WORK INSTRUCTION:
From the first line to the last, reproduce the records exactly.

EXTRACTED INFORMATION:
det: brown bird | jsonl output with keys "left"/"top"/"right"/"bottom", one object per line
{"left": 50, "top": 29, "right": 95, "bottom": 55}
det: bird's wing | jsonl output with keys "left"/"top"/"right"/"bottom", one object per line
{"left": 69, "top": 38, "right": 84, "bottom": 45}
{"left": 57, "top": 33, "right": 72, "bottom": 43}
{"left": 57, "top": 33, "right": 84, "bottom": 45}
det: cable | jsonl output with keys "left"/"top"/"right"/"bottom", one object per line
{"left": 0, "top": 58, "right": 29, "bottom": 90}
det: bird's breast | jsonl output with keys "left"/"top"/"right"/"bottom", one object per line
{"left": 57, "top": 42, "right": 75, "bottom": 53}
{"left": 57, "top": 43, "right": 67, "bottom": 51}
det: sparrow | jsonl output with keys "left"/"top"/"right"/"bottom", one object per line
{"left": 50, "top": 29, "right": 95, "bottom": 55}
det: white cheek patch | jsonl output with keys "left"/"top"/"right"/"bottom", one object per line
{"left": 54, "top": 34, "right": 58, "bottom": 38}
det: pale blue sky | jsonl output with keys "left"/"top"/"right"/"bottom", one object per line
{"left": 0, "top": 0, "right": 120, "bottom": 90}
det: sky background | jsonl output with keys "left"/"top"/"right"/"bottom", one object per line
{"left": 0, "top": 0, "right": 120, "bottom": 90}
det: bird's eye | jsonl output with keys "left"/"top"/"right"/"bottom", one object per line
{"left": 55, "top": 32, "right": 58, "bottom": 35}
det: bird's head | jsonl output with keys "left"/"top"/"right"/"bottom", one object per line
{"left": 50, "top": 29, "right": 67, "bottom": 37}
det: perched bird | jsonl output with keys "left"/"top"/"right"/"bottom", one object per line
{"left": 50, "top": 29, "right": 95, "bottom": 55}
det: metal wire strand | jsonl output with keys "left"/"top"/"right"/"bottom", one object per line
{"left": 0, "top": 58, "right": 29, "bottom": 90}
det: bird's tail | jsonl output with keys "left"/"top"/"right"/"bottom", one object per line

SOLUTION TO THIS TASK:
det: brown bird | jsonl output with keys "left"/"top"/"right"/"bottom", one object per line
{"left": 50, "top": 29, "right": 95, "bottom": 55}
det: bird's wing | jsonl output with keys "left"/"top"/"right"/"bottom", one object per line
{"left": 69, "top": 38, "right": 84, "bottom": 45}
{"left": 57, "top": 33, "right": 72, "bottom": 43}
{"left": 57, "top": 33, "right": 84, "bottom": 45}
det: cable | jsonl output with keys "left"/"top"/"right"/"bottom", one object per line
{"left": 0, "top": 58, "right": 29, "bottom": 90}
det: bird's breast | jsonl output with keys "left"/"top"/"right"/"bottom", one object per line
{"left": 57, "top": 42, "right": 75, "bottom": 53}
{"left": 57, "top": 43, "right": 67, "bottom": 51}
det: sparrow | jsonl output with keys "left"/"top"/"right"/"bottom", one object per line
{"left": 50, "top": 29, "right": 95, "bottom": 55}
det: white cheek patch | jsonl output with keys "left"/"top"/"right"/"bottom", one object per line
{"left": 54, "top": 34, "right": 58, "bottom": 38}
det: pale blue sky | jsonl output with keys "left"/"top"/"right"/"bottom", one object per line
{"left": 0, "top": 0, "right": 120, "bottom": 90}
det: sky background | jsonl output with keys "left"/"top"/"right"/"bottom", one object per line
{"left": 0, "top": 0, "right": 120, "bottom": 90}
det: bird's eye | jsonl output with keys "left"/"top"/"right"/"bottom", one object per line
{"left": 55, "top": 32, "right": 58, "bottom": 35}
det: bird's head | jsonl output with keys "left"/"top"/"right"/"bottom", one object per line
{"left": 50, "top": 29, "right": 67, "bottom": 37}
det: perched bird | jsonl output with keys "left"/"top"/"right"/"bottom", one object per line
{"left": 50, "top": 29, "right": 95, "bottom": 55}
det: metal wire strand | jsonl output with keys "left"/"top"/"right"/"bottom", one object per line
{"left": 0, "top": 58, "right": 29, "bottom": 90}
det: bird's tail | jsonl output with keys "left"/"top"/"right"/"bottom", one object per line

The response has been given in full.